EXERCISE: In the extract on Nigeria's constitution, what maximum size and time limit are proposed for the body that would produce a basic law?

SELECTED EXTRACT:
We must bear in mind, for those who may say what I am suggesting is unconstitutional that constitutions are made for man and not man for constitutions.

My answer is whose constitution are we really running? Is this not a pruned down military constitution of the past put together under my late colleague, Professor Justice Niki Tobi who was given an unenviable task of rushing through a constitution by Abacha/ Abubakar AbdulSalami regime?

What we need is not some wooly legalese of a constitution but a basic short document like the American constitution that we can continue to amend if and when necessary.

This can be done by select body of people representing all the states of the federation and other critical stakeholders like the military, the police, the universities, the chambers of commerce, the manufacturers association, the judiciary, labour, and religious bodies.

This assemblage of people must be manageable and not more than 100 and given six months to produce a basic law which after its subjection to a national referendum shall be followed by presidential proclamation.

The emphasis of what I am suggesting is rapid development, jobs, jobs and jobs which when available will lead to increased security.

Mustapha Kemal, The Ataturk did this kind of thing to the remnant of the effete Ottoman Empire in 1919 and dragooned Turkey into modernity, transforming a country that used to be derided as the sick man of Europe into a modern medium power with a secular constitution guaranteed by the military.

Is Buhari a Mustapha Kemal? If he is not, we can help him become one. The future of Nigeria is just too important to be left in the hands of one man surrounded by unelected self-seeking advisers and a Naira-guzzling parliament. Happy new year, Nigeria.

DATA SECTION:
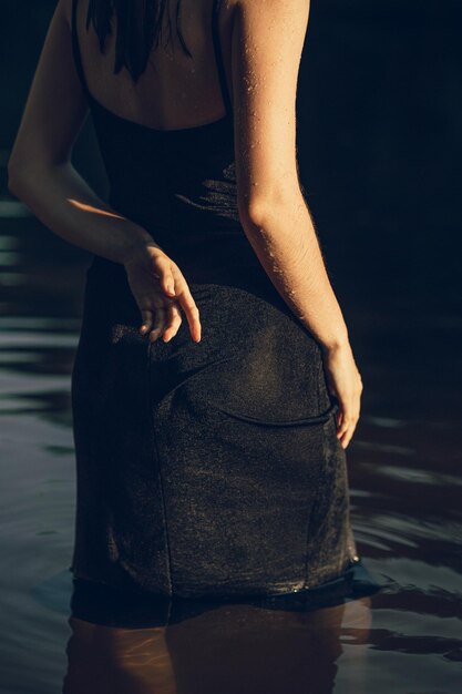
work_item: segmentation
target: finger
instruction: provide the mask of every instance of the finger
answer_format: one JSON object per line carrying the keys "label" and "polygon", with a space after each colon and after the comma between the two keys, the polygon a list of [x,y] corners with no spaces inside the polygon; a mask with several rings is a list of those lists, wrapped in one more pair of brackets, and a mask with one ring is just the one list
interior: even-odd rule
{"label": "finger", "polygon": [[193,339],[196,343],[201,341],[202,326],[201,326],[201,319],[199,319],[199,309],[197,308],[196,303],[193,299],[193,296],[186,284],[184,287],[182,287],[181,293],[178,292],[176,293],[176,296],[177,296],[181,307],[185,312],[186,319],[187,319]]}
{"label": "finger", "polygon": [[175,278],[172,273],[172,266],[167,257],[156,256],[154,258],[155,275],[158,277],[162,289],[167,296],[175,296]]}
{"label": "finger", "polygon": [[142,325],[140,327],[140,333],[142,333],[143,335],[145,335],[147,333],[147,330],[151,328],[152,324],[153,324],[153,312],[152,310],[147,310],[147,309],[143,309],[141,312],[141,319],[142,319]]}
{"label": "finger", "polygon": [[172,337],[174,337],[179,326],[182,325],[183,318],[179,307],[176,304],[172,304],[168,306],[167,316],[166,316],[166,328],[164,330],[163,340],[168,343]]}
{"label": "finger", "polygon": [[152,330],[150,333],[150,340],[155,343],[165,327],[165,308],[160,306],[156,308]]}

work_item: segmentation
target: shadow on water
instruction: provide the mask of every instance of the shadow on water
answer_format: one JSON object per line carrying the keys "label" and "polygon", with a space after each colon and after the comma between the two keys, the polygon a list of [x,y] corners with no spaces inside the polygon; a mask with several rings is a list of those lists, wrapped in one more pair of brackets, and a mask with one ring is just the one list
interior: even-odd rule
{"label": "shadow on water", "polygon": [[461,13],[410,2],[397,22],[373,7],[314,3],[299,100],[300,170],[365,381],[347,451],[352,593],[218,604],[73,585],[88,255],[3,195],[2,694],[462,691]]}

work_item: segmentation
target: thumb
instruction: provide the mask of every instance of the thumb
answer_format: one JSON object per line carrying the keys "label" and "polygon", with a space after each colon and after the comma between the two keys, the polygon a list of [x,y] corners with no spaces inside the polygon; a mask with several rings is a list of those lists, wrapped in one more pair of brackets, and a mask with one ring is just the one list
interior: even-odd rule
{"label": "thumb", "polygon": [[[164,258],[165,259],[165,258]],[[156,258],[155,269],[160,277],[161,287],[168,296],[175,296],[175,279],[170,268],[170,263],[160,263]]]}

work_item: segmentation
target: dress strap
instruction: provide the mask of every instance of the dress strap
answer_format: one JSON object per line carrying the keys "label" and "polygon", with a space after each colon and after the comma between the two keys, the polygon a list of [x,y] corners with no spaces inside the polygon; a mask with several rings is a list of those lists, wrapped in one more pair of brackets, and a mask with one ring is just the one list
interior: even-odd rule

OUTPUT OF THE EXERCISE: No more than 100 people, given six months.